Excerpted data |
===============

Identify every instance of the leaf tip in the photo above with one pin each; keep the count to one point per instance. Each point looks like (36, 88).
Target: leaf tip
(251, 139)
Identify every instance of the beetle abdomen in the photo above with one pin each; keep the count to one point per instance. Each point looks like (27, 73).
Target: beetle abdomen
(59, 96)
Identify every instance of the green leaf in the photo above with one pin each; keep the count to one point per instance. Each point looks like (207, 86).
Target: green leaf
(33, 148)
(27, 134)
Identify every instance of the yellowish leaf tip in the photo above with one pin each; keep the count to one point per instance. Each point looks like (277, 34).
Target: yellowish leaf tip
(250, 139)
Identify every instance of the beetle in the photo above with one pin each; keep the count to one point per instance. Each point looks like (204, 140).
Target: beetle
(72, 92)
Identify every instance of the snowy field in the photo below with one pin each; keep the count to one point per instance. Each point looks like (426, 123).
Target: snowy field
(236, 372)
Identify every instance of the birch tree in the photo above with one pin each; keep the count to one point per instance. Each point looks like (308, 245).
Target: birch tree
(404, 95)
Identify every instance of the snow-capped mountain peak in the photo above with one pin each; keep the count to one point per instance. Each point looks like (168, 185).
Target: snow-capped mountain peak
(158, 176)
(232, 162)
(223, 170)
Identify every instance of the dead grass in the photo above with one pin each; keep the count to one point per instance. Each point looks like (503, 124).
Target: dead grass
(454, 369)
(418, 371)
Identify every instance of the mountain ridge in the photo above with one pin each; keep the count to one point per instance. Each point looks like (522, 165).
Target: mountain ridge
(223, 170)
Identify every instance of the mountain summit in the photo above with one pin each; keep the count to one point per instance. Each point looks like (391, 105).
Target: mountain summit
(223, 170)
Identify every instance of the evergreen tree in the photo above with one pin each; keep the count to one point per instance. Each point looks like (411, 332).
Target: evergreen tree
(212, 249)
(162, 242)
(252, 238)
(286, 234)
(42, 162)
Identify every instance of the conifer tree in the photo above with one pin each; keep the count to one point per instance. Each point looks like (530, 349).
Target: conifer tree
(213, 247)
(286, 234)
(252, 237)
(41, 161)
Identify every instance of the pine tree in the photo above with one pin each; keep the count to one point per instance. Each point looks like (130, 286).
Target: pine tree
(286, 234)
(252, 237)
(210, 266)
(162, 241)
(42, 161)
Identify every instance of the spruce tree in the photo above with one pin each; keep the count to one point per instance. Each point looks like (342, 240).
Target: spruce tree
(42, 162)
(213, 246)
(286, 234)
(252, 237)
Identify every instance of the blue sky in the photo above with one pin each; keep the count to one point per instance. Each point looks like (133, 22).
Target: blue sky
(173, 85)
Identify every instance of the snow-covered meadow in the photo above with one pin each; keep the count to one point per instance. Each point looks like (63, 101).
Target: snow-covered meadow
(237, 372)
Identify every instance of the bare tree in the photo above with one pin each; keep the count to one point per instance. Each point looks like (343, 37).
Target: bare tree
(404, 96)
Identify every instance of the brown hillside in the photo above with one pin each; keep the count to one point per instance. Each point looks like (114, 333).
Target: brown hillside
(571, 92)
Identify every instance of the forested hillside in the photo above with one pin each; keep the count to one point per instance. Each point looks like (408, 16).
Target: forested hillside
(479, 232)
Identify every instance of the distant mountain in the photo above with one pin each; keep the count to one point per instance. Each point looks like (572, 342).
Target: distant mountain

===============

Copy everything from the line containing "Identify every instance of the forested" down to the end of the records, that line and all requests included, and shift every coordinate in the answer points by -120 while leaving all other numbers unchanged.

Response below |
Identify every instance of the forested hillside in the photo above with one pin each; keep the count to one point per instance. Each point looks like (408, 16).
Target: forested hillside
(359, 112)
Identify every instance of the distant mountain in the photo above with one pin each; keep the count to one point per instance. Each point looks like (572, 342).
Target: distant mountain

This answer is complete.